▶ [Work required]
Write out, word for word, the lines in the entries below, starting at the line containing "In each <instance>" and ending at the line containing "box: [129, 298, 209, 357]", including both of those lines and nothing else.

▶ [Source material]
· · · · ·
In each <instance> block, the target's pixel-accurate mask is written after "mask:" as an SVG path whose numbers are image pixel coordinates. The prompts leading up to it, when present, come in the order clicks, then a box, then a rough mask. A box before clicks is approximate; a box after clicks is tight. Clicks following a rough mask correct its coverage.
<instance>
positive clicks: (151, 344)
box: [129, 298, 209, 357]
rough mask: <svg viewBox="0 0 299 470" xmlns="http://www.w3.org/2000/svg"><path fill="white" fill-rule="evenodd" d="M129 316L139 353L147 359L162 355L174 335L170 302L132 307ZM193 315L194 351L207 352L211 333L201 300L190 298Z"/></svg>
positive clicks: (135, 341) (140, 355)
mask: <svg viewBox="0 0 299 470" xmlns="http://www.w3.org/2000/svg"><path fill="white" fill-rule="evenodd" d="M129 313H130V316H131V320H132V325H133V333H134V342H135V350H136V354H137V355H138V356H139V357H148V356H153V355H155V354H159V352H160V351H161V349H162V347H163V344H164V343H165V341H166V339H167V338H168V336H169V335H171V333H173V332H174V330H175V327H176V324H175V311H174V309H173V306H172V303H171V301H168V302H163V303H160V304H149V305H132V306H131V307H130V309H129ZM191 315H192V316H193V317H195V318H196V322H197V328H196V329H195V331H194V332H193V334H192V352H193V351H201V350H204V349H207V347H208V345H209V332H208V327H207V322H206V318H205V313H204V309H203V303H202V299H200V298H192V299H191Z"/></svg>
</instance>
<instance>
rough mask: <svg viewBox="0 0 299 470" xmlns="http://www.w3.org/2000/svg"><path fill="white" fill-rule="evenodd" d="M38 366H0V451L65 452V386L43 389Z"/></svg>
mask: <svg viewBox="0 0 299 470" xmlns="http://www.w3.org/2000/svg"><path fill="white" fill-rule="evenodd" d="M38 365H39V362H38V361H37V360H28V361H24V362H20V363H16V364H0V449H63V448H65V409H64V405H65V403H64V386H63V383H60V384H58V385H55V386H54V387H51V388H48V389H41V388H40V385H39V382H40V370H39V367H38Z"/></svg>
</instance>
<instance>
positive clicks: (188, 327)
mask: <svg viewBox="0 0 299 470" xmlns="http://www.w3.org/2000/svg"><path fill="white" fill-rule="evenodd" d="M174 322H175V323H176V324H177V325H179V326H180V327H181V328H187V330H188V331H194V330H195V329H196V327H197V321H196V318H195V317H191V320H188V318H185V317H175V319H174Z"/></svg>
· · · · ·
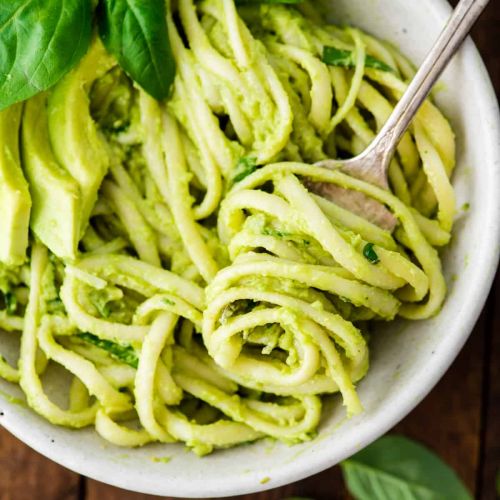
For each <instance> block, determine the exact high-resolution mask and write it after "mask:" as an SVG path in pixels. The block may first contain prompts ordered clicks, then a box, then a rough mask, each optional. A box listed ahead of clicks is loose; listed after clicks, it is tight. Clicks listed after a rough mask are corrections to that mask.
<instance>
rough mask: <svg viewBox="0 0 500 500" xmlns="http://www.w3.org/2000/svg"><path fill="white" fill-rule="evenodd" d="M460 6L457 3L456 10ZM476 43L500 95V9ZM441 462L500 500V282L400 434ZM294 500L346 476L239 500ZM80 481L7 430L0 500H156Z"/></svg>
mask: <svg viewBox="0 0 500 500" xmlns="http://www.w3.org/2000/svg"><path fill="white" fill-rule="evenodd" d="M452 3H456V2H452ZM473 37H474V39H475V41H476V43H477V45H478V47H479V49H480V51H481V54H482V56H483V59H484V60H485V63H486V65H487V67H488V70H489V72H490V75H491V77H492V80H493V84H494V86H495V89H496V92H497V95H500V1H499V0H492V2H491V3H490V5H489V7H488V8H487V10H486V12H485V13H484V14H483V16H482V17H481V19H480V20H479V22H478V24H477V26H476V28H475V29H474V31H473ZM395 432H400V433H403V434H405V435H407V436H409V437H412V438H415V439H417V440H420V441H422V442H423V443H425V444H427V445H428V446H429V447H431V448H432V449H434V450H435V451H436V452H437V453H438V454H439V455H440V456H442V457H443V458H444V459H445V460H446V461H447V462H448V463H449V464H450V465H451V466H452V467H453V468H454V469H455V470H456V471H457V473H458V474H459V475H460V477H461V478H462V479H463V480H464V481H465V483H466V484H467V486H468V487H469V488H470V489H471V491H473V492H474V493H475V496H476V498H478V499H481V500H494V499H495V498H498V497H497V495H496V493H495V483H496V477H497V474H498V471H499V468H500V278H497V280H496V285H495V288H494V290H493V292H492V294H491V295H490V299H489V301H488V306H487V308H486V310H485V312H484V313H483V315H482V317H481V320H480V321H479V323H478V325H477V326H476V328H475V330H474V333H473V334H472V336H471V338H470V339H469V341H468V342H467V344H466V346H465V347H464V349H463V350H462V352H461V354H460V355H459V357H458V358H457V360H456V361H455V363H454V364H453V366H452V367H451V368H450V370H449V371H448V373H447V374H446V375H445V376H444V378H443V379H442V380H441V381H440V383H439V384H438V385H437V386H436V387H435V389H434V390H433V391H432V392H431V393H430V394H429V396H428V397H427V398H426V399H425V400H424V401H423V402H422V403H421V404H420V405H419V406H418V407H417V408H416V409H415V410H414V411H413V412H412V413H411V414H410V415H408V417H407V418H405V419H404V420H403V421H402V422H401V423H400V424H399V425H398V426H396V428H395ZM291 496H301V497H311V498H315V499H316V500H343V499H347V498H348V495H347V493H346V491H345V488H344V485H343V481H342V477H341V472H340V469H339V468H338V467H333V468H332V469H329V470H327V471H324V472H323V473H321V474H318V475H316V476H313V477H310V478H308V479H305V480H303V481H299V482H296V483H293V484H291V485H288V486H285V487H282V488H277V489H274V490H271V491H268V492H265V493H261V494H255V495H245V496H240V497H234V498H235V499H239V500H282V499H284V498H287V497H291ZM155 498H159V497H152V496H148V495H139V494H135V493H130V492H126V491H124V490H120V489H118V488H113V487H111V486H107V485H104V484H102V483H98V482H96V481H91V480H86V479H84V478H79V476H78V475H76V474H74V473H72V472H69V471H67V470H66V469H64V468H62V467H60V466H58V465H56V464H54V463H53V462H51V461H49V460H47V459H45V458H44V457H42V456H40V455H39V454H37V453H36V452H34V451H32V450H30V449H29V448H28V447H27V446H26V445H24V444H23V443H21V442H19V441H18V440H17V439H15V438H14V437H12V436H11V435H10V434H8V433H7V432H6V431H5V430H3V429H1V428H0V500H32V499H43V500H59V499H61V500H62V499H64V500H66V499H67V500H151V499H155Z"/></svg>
· · · · ·
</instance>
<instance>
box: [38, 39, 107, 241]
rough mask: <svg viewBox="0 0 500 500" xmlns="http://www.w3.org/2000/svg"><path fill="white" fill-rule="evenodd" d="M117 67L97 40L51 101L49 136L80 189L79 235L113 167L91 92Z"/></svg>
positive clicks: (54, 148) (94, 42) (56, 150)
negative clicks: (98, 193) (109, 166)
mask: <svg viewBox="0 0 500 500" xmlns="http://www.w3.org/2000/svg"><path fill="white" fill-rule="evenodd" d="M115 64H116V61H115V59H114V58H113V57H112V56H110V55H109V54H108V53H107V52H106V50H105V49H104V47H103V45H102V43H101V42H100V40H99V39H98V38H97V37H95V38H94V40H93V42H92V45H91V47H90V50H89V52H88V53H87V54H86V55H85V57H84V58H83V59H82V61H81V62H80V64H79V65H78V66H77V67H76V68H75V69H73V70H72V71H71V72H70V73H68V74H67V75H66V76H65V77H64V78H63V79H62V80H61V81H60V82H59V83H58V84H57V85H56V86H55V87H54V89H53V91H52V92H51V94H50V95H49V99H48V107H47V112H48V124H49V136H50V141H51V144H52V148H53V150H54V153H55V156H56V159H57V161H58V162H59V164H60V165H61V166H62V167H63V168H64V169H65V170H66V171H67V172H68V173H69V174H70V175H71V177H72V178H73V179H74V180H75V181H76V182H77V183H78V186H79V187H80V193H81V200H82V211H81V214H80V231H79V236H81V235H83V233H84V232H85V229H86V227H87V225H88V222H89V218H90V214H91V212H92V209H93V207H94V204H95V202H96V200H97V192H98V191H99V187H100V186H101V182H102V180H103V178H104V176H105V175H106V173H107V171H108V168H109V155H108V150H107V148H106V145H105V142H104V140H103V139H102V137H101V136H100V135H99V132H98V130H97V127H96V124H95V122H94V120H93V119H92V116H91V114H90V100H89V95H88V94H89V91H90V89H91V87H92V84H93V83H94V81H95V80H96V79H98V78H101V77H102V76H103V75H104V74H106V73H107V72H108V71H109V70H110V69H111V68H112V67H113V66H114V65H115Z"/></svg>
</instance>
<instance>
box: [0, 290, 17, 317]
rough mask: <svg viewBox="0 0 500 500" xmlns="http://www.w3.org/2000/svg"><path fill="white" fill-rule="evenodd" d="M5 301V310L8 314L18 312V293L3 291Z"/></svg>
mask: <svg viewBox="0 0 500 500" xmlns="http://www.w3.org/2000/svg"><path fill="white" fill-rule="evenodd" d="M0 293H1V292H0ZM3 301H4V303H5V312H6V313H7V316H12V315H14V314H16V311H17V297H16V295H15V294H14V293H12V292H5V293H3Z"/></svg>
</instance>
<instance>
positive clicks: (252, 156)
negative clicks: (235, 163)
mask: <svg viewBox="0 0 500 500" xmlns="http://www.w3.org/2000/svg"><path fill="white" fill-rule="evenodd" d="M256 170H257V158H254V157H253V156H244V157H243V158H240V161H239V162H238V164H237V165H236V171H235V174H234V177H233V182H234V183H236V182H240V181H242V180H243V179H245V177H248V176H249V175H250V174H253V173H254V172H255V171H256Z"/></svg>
· · · · ·
▶ [Response box]
In each <instance> block, the target's pixel-accurate mask is written after "mask:" as an SVG path whose numbers are image pixel coordinates. The prompts leading up to it, when present, come in the order clicks, then a box, then a rough mask. A box before clicks is approximate; a box after clicks is tight. Clicks following a rough mask correct its coverage.
<instance>
positive clicks: (151, 344)
box: [129, 298, 209, 357]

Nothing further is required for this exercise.